Reading text:
The clear winners of the post-plague population race spoke not Arabic, Greek or German- they spoke Latin."
From "Justinian's Flea," by Wm. Rosen
 
The plague, responsible for uncountable deaths....but it resulted in benefits to one particular continent.


14. Rosen (in "Justinian's Flea") goes on to explain the commensurate changes in society directly related to the Bubonic Plague:

As a result of the decimation of the population, the number of farmers was scarce, thus wages rose, causing an increase in population- one that could not feed itself without an increase in arable acreage.
As laborers increased in wealth, they could no longer be kept tied to the land, and, for the first time in a thousand years, were permitted to inherit, bequeath, or simply depart the land.


a. Around 600, plows appeared which resulted in the increased value of horse, which intern obliged the planting of oats.
The two-field system gave way to the three-field rotation (wheat/rye, oats/barley, one fallow) this increased efficiency by 50%.
Now livestock could be raised. Surplus food and livestock drew wolves and raiders. Warriors were needed to protect the farmers, and over time, improved offensive and defensive weaponry.

b. The “stirrup and plow” determined the path of modern Europe. Great forest-clearing projects followed the plague years, opening enough land to make possible the European population explosion, not an option in the deserts of Mesopotamia or the built up lands of the Mediterranean.
This was Europe’s topographic advantage: the great forests. Power flowed North to the land of Frankish kings.
 
15. After 1348, things were very different: the plague had produced a severe labor shortage, and this dimmed any hopes of reestablishing serfdom.
Peasants simply fled.


Plus, the nobility fell into a series of civil wars in the 1400s over royal succession. Slowly, lords began to use the only thing they had left, the land, in a way we begin to recognize: they enclosed the land, and gave it to farmers under competitive leases and rents.

The farmers used the system as well, with the most productive and hard working farmers able to bargain for lower rents, longer leases....or offer higher rents than other farmers could afford, and thereby acquire their neighbor's lands.

a. The value of more efficient husbandry, cost-cutting, specialization became evident.

b. As the new techniques spread, both the lords and the farmers saw the need, and had the incentives, not just to sit back and collect the dues provided by law and custom, but to expand and improve as much acreage as could be salvaged from swamp, moor, and commons.

A whole society began to move from a system based on communal rights and responsibilities to one based on property rights and contracts.
Robert Brenner, " The Agrarian Roots of European Capitalism," pp. 213-328





So...perhaps not a 'perfect storm,' but a storm all the same, produced the freedom of the free market.

Can you see Wal-Mart around that corner?

Dataset items:
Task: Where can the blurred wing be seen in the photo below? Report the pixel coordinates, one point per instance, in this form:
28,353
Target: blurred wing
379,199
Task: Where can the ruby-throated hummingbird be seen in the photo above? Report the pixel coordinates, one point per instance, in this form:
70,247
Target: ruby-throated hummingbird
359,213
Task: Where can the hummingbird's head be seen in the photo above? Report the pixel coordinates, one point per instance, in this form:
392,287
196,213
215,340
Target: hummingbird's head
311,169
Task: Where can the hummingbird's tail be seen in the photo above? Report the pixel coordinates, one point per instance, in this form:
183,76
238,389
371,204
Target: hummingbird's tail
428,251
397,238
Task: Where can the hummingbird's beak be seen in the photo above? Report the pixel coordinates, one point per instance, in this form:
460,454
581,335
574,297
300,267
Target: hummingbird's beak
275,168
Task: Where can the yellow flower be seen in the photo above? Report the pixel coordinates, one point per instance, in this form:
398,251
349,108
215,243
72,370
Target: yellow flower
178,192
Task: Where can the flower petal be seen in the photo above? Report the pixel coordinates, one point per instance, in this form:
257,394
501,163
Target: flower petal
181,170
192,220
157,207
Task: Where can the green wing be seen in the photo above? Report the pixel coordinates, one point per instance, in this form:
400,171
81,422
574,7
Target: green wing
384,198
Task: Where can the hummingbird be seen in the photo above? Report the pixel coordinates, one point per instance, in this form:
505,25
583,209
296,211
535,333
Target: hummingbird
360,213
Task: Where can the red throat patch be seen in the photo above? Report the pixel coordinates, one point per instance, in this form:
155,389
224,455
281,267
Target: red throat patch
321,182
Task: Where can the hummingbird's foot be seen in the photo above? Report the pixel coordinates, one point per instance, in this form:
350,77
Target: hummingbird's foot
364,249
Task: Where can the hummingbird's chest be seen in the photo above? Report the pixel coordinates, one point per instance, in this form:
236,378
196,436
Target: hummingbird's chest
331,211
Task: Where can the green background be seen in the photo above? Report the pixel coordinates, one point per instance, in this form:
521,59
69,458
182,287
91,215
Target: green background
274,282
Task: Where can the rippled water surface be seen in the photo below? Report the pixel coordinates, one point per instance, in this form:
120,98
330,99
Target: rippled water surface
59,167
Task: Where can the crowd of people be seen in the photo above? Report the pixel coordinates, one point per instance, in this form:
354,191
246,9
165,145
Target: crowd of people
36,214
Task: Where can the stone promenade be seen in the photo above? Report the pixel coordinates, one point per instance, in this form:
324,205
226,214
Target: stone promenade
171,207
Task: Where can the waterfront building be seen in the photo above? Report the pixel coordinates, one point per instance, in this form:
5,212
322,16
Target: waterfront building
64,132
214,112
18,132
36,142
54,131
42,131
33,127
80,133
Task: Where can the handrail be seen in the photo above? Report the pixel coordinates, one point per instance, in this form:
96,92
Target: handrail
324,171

Prompt 1: Reproduce the part of the text on the plague and European farming starting at "a. Around 600, plows" and ending at "and defensive weaponry.".
Prompt 2: In the text on the plague and European farming, by how much did the three-field rotation increase efficiency?
These records were drawn from a separate source and are unrelated to the text.

Expected output 1:
a. Around 600, plows appeared which resulted in the increased value of horse, which intern obliged the planting of oats.
The two-field system gave way to the three-field rotation (wheat/rye, oats/barley, one fallow) this increased efficiency by 50%.
Now livestock could be raised. Surplus food and livestock drew wolves and raiders. Warriors were needed to protect the farmers, and over time, improved offensive and defensive weaponry.

Expected output 2: By 50%.